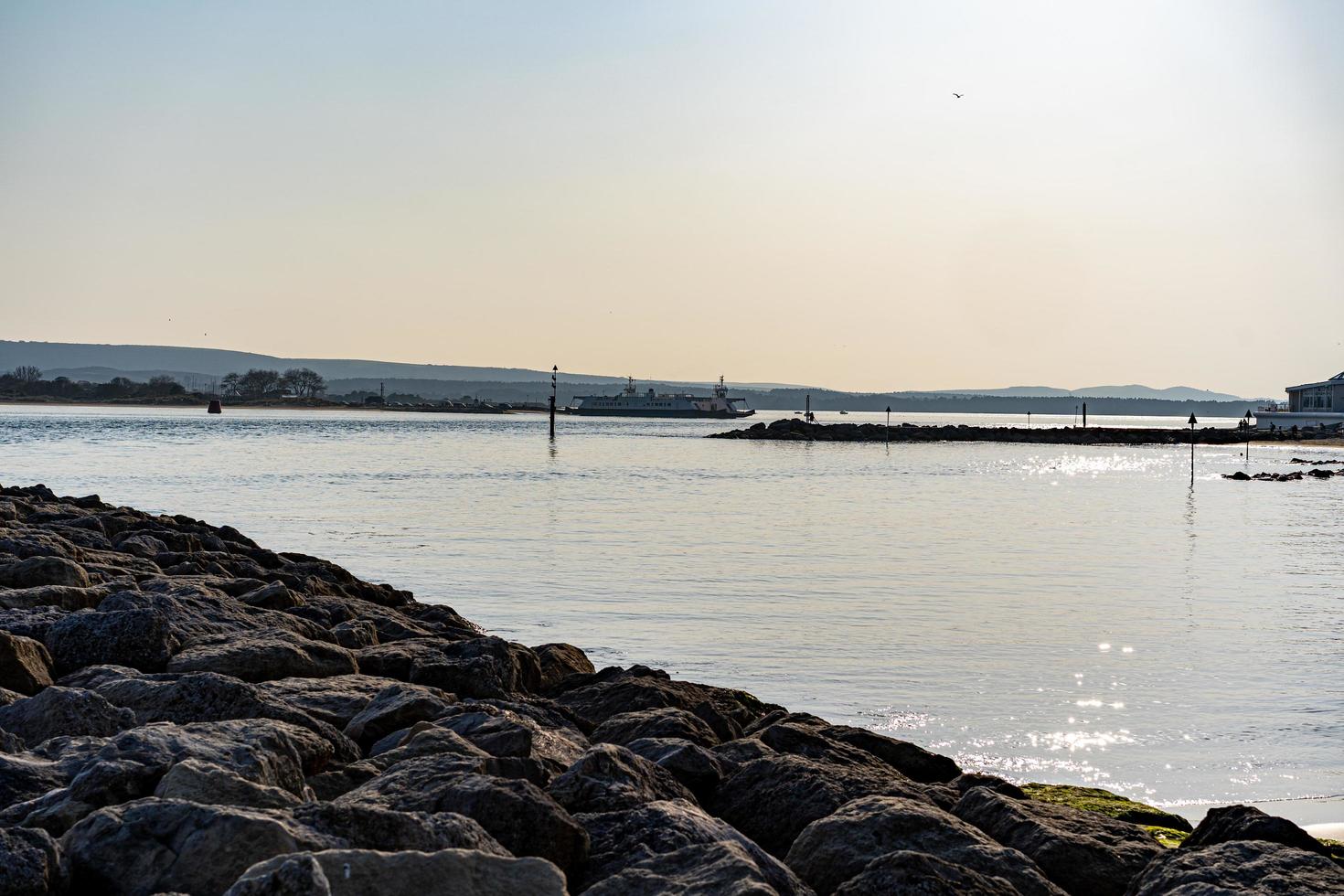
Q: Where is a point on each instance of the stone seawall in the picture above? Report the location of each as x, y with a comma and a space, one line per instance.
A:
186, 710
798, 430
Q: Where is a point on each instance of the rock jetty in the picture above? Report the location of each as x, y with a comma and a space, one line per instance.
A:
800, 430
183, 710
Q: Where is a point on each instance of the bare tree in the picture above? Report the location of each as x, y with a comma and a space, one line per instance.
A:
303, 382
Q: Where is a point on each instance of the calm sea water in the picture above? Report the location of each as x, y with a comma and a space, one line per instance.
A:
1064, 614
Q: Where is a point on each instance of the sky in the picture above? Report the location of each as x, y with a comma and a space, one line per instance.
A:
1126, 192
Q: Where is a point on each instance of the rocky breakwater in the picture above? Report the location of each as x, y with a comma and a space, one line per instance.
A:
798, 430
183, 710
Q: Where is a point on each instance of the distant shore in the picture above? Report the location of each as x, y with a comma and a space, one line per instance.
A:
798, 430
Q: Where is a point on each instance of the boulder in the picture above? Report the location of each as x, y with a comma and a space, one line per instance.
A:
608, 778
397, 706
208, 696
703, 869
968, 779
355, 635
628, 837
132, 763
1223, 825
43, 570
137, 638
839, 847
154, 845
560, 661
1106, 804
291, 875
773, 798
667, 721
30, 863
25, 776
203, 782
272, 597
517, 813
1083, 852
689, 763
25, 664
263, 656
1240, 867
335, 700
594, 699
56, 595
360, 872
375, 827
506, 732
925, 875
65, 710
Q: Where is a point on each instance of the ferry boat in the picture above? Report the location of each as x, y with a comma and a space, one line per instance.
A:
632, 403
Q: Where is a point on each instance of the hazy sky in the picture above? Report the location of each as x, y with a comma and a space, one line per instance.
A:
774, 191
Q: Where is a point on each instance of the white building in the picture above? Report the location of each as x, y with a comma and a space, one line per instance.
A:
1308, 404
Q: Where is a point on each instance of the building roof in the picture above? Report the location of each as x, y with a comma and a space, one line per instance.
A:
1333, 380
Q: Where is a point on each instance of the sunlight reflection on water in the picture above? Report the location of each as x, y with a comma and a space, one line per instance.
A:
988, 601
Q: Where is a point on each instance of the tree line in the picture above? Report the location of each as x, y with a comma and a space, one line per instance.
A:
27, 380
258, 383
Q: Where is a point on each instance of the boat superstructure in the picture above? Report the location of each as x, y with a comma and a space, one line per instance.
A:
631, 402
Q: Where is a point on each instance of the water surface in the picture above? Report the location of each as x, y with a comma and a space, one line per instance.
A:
---
• **DIRECTIVE**: Reproduce all of the material above word for word, omitting the pictures.

• **FINISHED EXERCISE**:
Q: Where is a point on each instance of the stone seawall in the picture above? Report the location of each as x, y with a comma and a space, one line per instance.
A:
186, 710
798, 430
Q: Where is a point on each instance of the rock jetty in the picture above? Report the location of each as x, y with a comma and a space, one line per instance.
A:
800, 430
183, 710
Q: Where is a point on each instance of the bare tree in the picture above? Report the location of each as x, y with a comma and a space, one line per instance.
A:
303, 382
Q: Where is a point on each instance of the calm sea water in the picture above? Report the location of each as x, y with a comma and a space, one line per instance.
A:
1064, 614
Q: Where is a point on each instance of the sky in the picture above? Report the location of each as x, y with a comma and a space, one line per instance.
A:
1126, 192
Q: Where is a point on each instance of the rocky breakwater in the picture above? Report the location of each as x, y with a comma and a space, one line per instance.
A:
798, 430
183, 710
Q: Where is a point on each instance of the distant shore in the picture above? Report the location of each as x, y with a comma and a space, one line per instance.
A:
798, 430
Q: Where is a point on each instance of the boulder in the picture above? Report the location of each as x, y with a comma and a space, one line per instance.
A:
608, 778
397, 706
208, 696
703, 869
968, 779
355, 635
628, 837
132, 763
1223, 825
43, 570
137, 638
839, 847
154, 845
560, 661
1106, 804
291, 875
773, 798
667, 721
30, 863
25, 776
203, 782
272, 597
517, 813
1083, 852
689, 763
25, 664
263, 656
1240, 867
335, 700
594, 699
56, 595
360, 872
375, 827
506, 732
925, 875
65, 710
Q: Where is a point on each instance of the ferry boat in the picture above? Report the location of each as x, y with a comma and a space, one line per instance.
A:
632, 403
Q: Where is a point on each instance of the hazy sky in the picture above? Report the location of each as x, y with a comma and a space, one line per instance.
A:
774, 191
Q: Where is a point on each instance of the white building in the picture above? Report the location of each as x, y with a comma and a space, one line per instance.
A:
1308, 404
Q: Where is a point on each instance of the building roof in the picture above? Report the location of each as x, y with a comma and a space, one line per instance.
A:
1333, 380
Q: Where is a point on each instance of the sunlight reflection on water in the picture above? Report the location of each as x, y with a comma and a space, one line per instance.
A:
988, 601
Q: Where is a point on each instance of the tree line in the picture above? Report the location of each as x, y with a comma and a space, one line per instance.
A:
27, 380
258, 383
Q: Where is a point on each instance of the boat superstructure in the picture above? Report the location of each as x, y with a comma and a space, one line per instance.
A:
631, 402
Q: Where is a point on each instance of the water surface in the picture above? Report the location of each as x, y with a comma and a space, one line per instance.
A:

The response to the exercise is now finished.